##### TASK INPUTS #####

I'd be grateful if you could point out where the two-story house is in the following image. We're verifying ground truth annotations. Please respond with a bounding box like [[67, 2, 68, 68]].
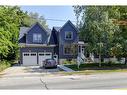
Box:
[[19, 20, 84, 65]]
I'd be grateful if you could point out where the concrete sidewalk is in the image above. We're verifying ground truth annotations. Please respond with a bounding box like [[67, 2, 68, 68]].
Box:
[[58, 65, 74, 72]]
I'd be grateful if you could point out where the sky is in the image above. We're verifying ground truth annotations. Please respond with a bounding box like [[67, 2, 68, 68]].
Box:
[[21, 6, 76, 28]]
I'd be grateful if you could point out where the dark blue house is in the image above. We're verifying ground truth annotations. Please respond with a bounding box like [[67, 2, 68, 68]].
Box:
[[19, 20, 83, 65]]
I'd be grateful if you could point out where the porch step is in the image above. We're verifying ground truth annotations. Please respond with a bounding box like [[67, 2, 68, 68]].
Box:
[[58, 65, 74, 72]]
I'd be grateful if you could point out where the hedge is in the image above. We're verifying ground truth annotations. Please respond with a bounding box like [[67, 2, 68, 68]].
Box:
[[0, 61, 11, 72]]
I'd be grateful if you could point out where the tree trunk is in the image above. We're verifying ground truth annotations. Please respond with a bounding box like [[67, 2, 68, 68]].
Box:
[[99, 54, 101, 67], [125, 57, 127, 65]]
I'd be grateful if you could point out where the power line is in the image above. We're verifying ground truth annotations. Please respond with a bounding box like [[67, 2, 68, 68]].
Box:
[[45, 19, 76, 22]]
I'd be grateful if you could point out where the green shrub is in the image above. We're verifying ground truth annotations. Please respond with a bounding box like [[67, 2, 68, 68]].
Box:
[[0, 60, 11, 72], [63, 59, 76, 64]]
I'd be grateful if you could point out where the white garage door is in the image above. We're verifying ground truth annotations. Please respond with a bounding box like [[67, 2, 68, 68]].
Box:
[[23, 52, 37, 66], [38, 52, 52, 66]]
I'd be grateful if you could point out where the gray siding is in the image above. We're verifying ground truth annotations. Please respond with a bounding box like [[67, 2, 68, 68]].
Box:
[[20, 47, 54, 64]]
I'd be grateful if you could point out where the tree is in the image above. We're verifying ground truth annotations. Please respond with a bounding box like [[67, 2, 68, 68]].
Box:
[[75, 6, 119, 65]]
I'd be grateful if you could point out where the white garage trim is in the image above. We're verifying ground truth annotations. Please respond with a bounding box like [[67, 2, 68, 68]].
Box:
[[22, 52, 37, 66], [38, 52, 52, 66]]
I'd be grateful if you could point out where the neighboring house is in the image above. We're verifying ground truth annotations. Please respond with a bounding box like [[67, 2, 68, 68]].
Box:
[[19, 20, 84, 65]]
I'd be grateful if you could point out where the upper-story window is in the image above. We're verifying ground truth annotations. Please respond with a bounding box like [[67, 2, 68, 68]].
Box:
[[33, 34, 42, 43], [65, 31, 73, 40]]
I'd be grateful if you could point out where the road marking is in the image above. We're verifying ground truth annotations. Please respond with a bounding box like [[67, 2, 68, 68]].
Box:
[[40, 78, 49, 90]]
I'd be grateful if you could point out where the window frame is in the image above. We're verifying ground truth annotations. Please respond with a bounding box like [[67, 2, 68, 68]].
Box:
[[33, 33, 42, 43], [65, 31, 73, 40], [63, 45, 73, 55]]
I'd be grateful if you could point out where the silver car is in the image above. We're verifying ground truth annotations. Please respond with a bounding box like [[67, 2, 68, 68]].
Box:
[[43, 59, 57, 68]]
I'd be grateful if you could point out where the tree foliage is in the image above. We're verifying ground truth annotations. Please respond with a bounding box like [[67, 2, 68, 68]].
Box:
[[74, 6, 127, 63]]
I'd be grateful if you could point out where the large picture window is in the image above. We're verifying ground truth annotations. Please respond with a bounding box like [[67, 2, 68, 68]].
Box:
[[65, 32, 73, 40], [33, 34, 42, 43], [64, 44, 77, 55]]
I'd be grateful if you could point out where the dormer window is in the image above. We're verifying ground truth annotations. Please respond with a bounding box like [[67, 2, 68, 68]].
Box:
[[33, 34, 42, 43], [65, 31, 73, 40]]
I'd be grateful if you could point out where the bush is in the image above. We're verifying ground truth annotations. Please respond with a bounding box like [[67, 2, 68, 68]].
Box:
[[0, 60, 11, 72], [63, 60, 76, 64]]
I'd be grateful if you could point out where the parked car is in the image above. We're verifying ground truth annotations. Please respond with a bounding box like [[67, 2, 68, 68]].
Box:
[[43, 59, 57, 68]]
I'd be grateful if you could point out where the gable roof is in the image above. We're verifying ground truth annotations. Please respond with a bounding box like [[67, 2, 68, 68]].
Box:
[[53, 26, 61, 31], [59, 20, 78, 31], [19, 27, 29, 39], [27, 22, 48, 34], [19, 22, 51, 43]]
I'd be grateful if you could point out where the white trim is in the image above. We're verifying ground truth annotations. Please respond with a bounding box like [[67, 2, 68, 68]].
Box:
[[63, 45, 73, 56], [64, 31, 74, 40], [33, 33, 42, 43]]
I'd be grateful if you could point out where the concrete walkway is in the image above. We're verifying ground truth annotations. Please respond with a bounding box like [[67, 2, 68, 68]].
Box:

#####

## WHAT YOU SHOULD DO:
Present all of the material above as a Markdown table with the columns "Row" and "Line", one numbered row per line, skipping blank lines and leaving out the pictures.

## WORKED SOLUTION:
| Row | Line |
|---|---|
| 1 | I'd be grateful if you could point out where the two-story house is in the following image. We're verifying ground truth annotations. Please respond with a bounding box like [[67, 2, 68, 68]]. |
| 2 | Box: |
| 3 | [[19, 20, 84, 65]] |
| 4 | I'd be grateful if you could point out where the concrete sidewalk is in the image above. We're verifying ground truth annotations. Please respond with a bounding box like [[67, 2, 68, 68]]. |
| 5 | Box: |
| 6 | [[58, 65, 74, 72]] |
| 7 | I'd be grateful if you could point out where the sky is in the image above. We're verifying ground truth annotations. Please respond with a bounding box like [[67, 2, 68, 68]]. |
| 8 | Box: |
| 9 | [[21, 6, 76, 28]] |
| 10 | I'd be grateful if you could point out where the dark blue house is in the image above. We're verifying ground truth annotations. Please respond with a bounding box like [[67, 2, 68, 68]]. |
| 11 | Box: |
| 12 | [[19, 20, 83, 65]] |
| 13 | I'd be grateful if you could point out where the porch step is in the image above. We're verifying ground truth annotations. Please respond with a bounding box like [[67, 2, 68, 68]]. |
| 14 | Box: |
| 15 | [[58, 65, 74, 72]] |
| 16 | I'd be grateful if you could point out where the hedge is in the image above. We're verifying ground truth annotations. Please respond with a bounding box like [[67, 2, 68, 68]]. |
| 17 | Box: |
| 18 | [[0, 61, 11, 72]] |
| 19 | I'd be grateful if you could point out where the tree trunk is in the image above. We're verifying ground truth annotations. Please respond with a bounding box like [[67, 2, 68, 68]]. |
| 20 | Box: |
| 21 | [[99, 54, 101, 67], [125, 57, 127, 65]] |
| 22 | I'd be grateful if you could point out where the power line is in the image above. We're verifying ground truth annotations. Please respond with a bounding box like [[67, 2, 68, 68]]. |
| 23 | Box: |
| 24 | [[45, 19, 76, 22]] |
| 25 | I'd be grateful if you could point out where the green shrub is in the image above. We're verifying ground truth annotations. Please respond with a bounding box like [[67, 2, 68, 68]]. |
| 26 | Box: |
| 27 | [[0, 60, 11, 72], [63, 59, 76, 64]] |
| 28 | I'd be grateful if you could point out where the white garage door is in the image above. We're verifying ground truth annotations. Please respond with a bounding box like [[67, 2, 68, 68]]. |
| 29 | Box: |
| 30 | [[23, 52, 37, 66], [38, 52, 52, 66]] |
| 31 | I'd be grateful if you could point out where the gray siding is in the image above. We're verifying ground truth annotations. Please respond with a bounding box like [[67, 2, 68, 68]]. |
| 32 | Box: |
| 33 | [[20, 47, 54, 64]] |
| 34 | I'd be grateful if you could point out where the tree is in the image above. We're verifying ground truth annotations. Please respond with a bounding box like [[67, 2, 68, 68]]. |
| 35 | Box: |
| 36 | [[75, 6, 119, 65]] |
| 37 | I'd be grateful if you could point out where the white garage trim is in the image above. We're verifying ground truth annotations. Please respond with a bounding box like [[67, 2, 68, 68]]. |
| 38 | Box: |
| 39 | [[22, 52, 37, 66], [38, 52, 52, 66]] |
| 40 | I'd be grateful if you could point out where the neighboring house is in the image above. We're verifying ground truth annotations. Please respond with a bounding box like [[67, 2, 68, 68]]. |
| 41 | Box: |
| 42 | [[19, 20, 84, 65]] |
| 43 | I'd be grateful if you could point out where the upper-story window is in the image above. We're verifying ground truth annotations. Please respond with a bounding box like [[67, 2, 68, 68]]. |
| 44 | Box: |
| 45 | [[33, 34, 42, 43], [65, 31, 73, 40]] |
| 46 | I'd be grateful if you could point out where the road marking is in the image above. We're verifying ground truth annotations. Please respond with a bounding box like [[67, 2, 68, 68]]. |
| 47 | Box: |
| 48 | [[40, 78, 49, 90]] |
| 49 | I'd be grateful if you could point out where the window frame is in the image above. We're verifying ground truth annotations. Please respond with a bounding box like [[67, 2, 68, 68]]. |
| 50 | Box: |
| 51 | [[33, 33, 42, 43], [65, 31, 73, 40], [63, 45, 73, 55]] |
| 52 | I'd be grateful if you could point out where the silver car is in the image above. We're verifying ground truth annotations. Please respond with a bounding box like [[67, 2, 68, 68]]. |
| 53 | Box: |
| 54 | [[43, 59, 57, 68]] |
| 55 | I'd be grateful if you could point out where the tree foliage is in the image above. We're verifying ground truth annotations. Please respond with a bounding box like [[67, 2, 68, 68]]. |
| 56 | Box: |
| 57 | [[74, 6, 127, 63]] |
| 58 | I'd be grateful if you could point out where the large picture window is in the image above. We're verifying ground truth annotations. Please respond with a bounding box like [[67, 2, 68, 68]]. |
| 59 | Box: |
| 60 | [[65, 32, 73, 40], [33, 34, 42, 43], [64, 44, 77, 55]] |
| 61 | I'd be grateful if you could point out where the dormer window is in the image above. We're verifying ground truth annotations. Please respond with a bounding box like [[67, 2, 68, 68]]. |
| 62 | Box: |
| 63 | [[33, 34, 42, 43], [65, 31, 73, 40]] |
| 64 | I'd be grateful if you could point out where the bush is in the image above. We're verifying ground truth annotations. Please respond with a bounding box like [[67, 2, 68, 68]]. |
| 65 | Box: |
| 66 | [[0, 60, 11, 72], [63, 60, 76, 64]] |
| 67 | I'd be grateful if you could point out where the parked car is in the image above. We're verifying ground truth annotations. Please respond with a bounding box like [[67, 2, 68, 68]]. |
| 68 | Box: |
| 69 | [[43, 59, 57, 68]] |
| 70 | I'd be grateful if you could point out where the gable roof is in the image above. We're verifying ground truth annotations. Please respond with a bounding box like [[67, 2, 68, 68]]. |
| 71 | Box: |
| 72 | [[53, 26, 61, 31], [59, 20, 78, 31], [19, 27, 29, 39], [27, 22, 48, 34], [19, 22, 51, 43]] |
| 73 | I'd be grateful if you could point out where the white trim is in the image above. We're verifying ground truth annotations. Please respond with a bounding box like [[67, 2, 68, 68]]. |
| 74 | Box: |
| 75 | [[63, 45, 73, 56], [64, 31, 74, 40], [33, 33, 42, 43]] |
| 76 | I'd be grateful if you could point out where the concrete walkway is in the image above. We're verifying ground truth annotations. Please respond with a bounding box like [[67, 2, 68, 68]]. |
| 77 | Box: |